**OBJECTIVE:** Please pick out every row below that contains the word "thickest" and copy each one. Case counts.
# start of EXERCISE DATA
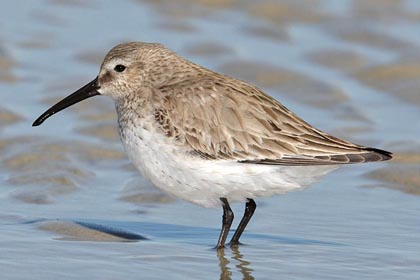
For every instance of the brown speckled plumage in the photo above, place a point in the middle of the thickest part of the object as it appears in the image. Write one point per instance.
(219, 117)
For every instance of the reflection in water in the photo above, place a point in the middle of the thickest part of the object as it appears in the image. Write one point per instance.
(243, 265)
# end of EXERCISE DATA
# start of EXERCISE DATA
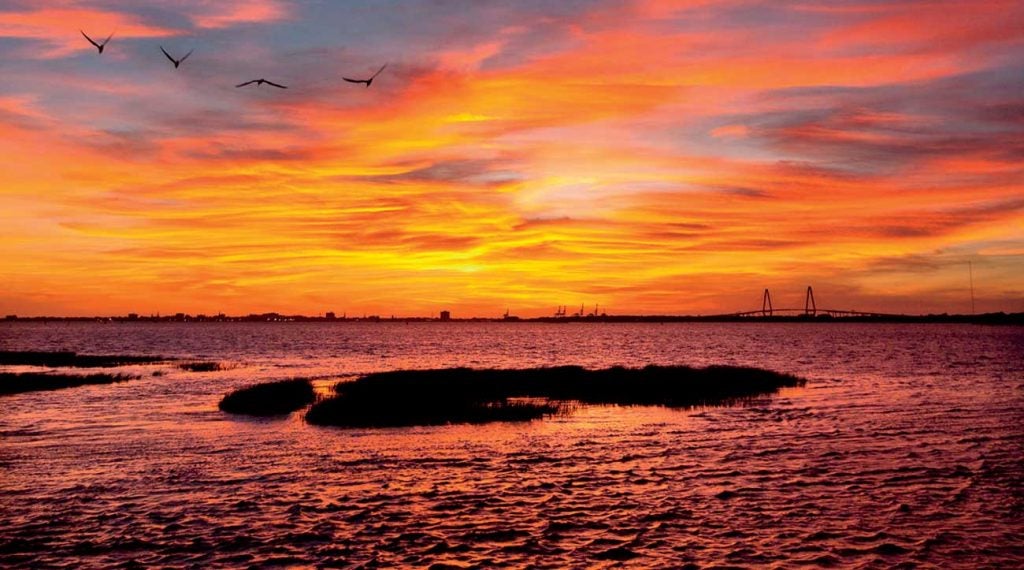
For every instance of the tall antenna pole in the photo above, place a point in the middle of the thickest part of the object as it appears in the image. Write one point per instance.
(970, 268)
# end of EXERCISE DATA
# start of EXERCISE DATA
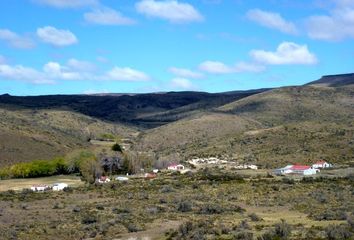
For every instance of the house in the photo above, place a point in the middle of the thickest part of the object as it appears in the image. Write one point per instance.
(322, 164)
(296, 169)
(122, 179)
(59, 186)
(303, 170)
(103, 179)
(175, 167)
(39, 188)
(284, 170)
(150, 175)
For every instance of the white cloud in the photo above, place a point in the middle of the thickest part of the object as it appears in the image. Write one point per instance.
# end of EXERCISE DATA
**RESPONSE TO THE EXERCISE:**
For every instance of the brown speckled plumage in the photo above, place a point in the middle of the thickest part of the object as it appears in the image. Write one point per instance.
For every instance of the reflection in water in the photo above, place a point in the middle of the thickest part of the object as it appears in the image. Write one point per instance.
For every instance of the tall antenna pole in the photo above, place a point in the middle of the thickest part of the object as it appears in the image. Write one point per instance.
For every instance of the house in the photo above, place a point in the middle of the thickest part of the object as it appears in the image. Write one point per instance.
For every instance of the white cloud in the photo above, place a point in the middle of the thickest part of the object as it appears in the image. Write one point per instance.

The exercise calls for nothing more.